Given request: In full and without alteration, repeat the material.

(Dataset rows on where objects appear)

[start]

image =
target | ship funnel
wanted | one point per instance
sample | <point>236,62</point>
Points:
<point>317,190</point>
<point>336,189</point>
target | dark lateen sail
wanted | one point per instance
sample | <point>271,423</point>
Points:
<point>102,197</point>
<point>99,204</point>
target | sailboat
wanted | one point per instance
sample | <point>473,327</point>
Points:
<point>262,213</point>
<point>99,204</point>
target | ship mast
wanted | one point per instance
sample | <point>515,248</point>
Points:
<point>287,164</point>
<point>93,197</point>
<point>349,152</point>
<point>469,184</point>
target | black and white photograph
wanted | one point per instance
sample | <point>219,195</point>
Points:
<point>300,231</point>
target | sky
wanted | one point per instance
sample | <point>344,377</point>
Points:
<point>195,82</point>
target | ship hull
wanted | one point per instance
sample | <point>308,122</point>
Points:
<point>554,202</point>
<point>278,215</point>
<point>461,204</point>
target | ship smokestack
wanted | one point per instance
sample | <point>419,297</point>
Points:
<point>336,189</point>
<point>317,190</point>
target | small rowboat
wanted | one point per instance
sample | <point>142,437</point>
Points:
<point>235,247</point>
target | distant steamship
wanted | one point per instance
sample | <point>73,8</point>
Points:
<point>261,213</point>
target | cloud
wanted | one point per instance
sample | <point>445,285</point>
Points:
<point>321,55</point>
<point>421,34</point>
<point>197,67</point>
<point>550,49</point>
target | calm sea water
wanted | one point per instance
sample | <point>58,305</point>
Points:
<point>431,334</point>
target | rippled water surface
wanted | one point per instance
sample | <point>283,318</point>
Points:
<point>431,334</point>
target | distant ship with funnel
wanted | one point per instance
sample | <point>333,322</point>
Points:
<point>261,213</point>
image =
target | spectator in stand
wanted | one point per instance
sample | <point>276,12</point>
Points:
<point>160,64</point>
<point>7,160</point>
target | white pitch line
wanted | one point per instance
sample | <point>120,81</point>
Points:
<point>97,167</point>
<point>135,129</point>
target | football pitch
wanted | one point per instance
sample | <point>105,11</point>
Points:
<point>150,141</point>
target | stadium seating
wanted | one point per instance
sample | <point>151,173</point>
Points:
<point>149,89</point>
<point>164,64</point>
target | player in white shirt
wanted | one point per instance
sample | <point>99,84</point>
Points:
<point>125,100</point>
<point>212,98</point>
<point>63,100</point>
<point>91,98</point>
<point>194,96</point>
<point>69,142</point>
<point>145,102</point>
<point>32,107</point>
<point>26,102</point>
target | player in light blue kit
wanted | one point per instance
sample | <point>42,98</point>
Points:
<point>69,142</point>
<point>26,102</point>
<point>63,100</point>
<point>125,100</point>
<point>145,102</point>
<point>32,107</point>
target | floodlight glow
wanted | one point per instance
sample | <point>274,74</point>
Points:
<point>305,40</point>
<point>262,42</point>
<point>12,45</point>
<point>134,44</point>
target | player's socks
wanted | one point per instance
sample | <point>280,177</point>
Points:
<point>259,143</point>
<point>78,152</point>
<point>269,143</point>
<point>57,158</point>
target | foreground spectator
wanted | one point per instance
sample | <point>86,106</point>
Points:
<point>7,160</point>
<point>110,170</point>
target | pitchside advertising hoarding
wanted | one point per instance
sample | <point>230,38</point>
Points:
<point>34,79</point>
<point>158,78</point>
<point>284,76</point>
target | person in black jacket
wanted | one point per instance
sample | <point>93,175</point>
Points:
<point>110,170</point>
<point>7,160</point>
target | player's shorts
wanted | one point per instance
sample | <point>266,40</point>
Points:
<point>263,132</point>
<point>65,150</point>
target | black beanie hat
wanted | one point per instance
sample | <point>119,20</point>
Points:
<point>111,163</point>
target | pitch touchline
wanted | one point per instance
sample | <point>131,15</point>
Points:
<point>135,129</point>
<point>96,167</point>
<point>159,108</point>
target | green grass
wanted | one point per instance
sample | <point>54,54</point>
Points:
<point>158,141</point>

[end]

Task result:
image =
target | ship funnel
wanted | one point per instance
sample | <point>236,62</point>
Points:
<point>317,190</point>
<point>336,189</point>
target | dark lateen sail
wanted | one point per instance
sample | <point>271,423</point>
Points:
<point>102,197</point>
<point>99,204</point>
target | sailboat
wanted | one point per instance
sample | <point>473,327</point>
Points:
<point>262,213</point>
<point>99,204</point>
target | ship mast
wanted | one point per instance
sample | <point>515,248</point>
Points:
<point>287,164</point>
<point>93,197</point>
<point>349,152</point>
<point>469,184</point>
target | black and white photograph
wanted | one point per instance
sample | <point>219,195</point>
Points:
<point>300,231</point>
target | sky
wanted | one point per instance
sample | <point>344,377</point>
Points:
<point>195,82</point>
target | ship hull
wanted | one point per instance
sample | <point>308,122</point>
Points:
<point>554,202</point>
<point>278,215</point>
<point>461,204</point>
target | ship smokestack
wanted | one point per instance
sample | <point>419,297</point>
Points:
<point>336,189</point>
<point>317,190</point>
target | small rowboat
wanted | one point per instance
sample | <point>142,437</point>
Points:
<point>235,247</point>
target | distant steamship
wanted | one point per instance
sample | <point>73,8</point>
Points:
<point>261,213</point>
target | cloud
wanted | one point per instance
sample | <point>445,285</point>
Points:
<point>321,55</point>
<point>421,34</point>
<point>197,67</point>
<point>550,49</point>
target | calm sea water
wanted | one point per instance
sample | <point>58,305</point>
Points:
<point>431,334</point>
target | rippled water surface
wanted | one point per instance
sample | <point>283,318</point>
Points:
<point>431,334</point>
target | distant ship with funnel
wanted | one point per instance
sample | <point>333,322</point>
Points:
<point>261,213</point>
image =
target | spectator in stand
wanted | one point per instance
sample | <point>276,12</point>
Points:
<point>160,64</point>
<point>7,160</point>
target | white pitch line
wanted | one point per instance
sample | <point>120,81</point>
Points:
<point>97,167</point>
<point>135,129</point>
target | football pitch
wanted | one point per instance
sample | <point>105,11</point>
Points:
<point>150,141</point>
target | stadium seating
wanted | one point per instance
sample | <point>151,173</point>
Points:
<point>149,89</point>
<point>164,64</point>
target | player in white shirt
wanted | one point per instance
sample | <point>99,84</point>
Points:
<point>125,100</point>
<point>212,98</point>
<point>63,100</point>
<point>91,98</point>
<point>194,96</point>
<point>69,142</point>
<point>145,102</point>
<point>32,107</point>
<point>26,102</point>
target | player in light blue kit
wanted | one point per instance
sample | <point>42,98</point>
Points:
<point>69,142</point>
<point>26,102</point>
<point>63,100</point>
<point>125,100</point>
<point>145,102</point>
<point>32,107</point>
target | floodlight glow
wanted | one point per instance
sample | <point>274,74</point>
Points:
<point>305,40</point>
<point>262,42</point>
<point>12,45</point>
<point>134,44</point>
target | player's socks
wanted | one point per instance
sample | <point>280,177</point>
Points:
<point>259,143</point>
<point>78,152</point>
<point>269,143</point>
<point>57,158</point>
target | foreground spectator
wanted | one point per instance
sample | <point>86,106</point>
Points:
<point>7,160</point>
<point>110,170</point>
target | pitchside advertising hoarding
wanted | one point per instance
sample | <point>230,38</point>
Points:
<point>34,79</point>
<point>158,78</point>
<point>284,76</point>
target | person in black jacket
wanted | one point per instance
sample | <point>93,175</point>
Points:
<point>110,170</point>
<point>7,160</point>
target | player's shorts
wanted | one point per instance
sample | <point>266,40</point>
Points:
<point>263,132</point>
<point>65,150</point>
target | black beanie hat
wanted | one point per instance
sample | <point>119,20</point>
Points:
<point>111,163</point>
target | pitch touchline
wanted | one point per instance
sample | <point>131,15</point>
Points:
<point>135,129</point>
<point>96,167</point>
<point>159,108</point>
target | green grass
wanted | one point per instance
sample | <point>54,54</point>
Points:
<point>158,141</point>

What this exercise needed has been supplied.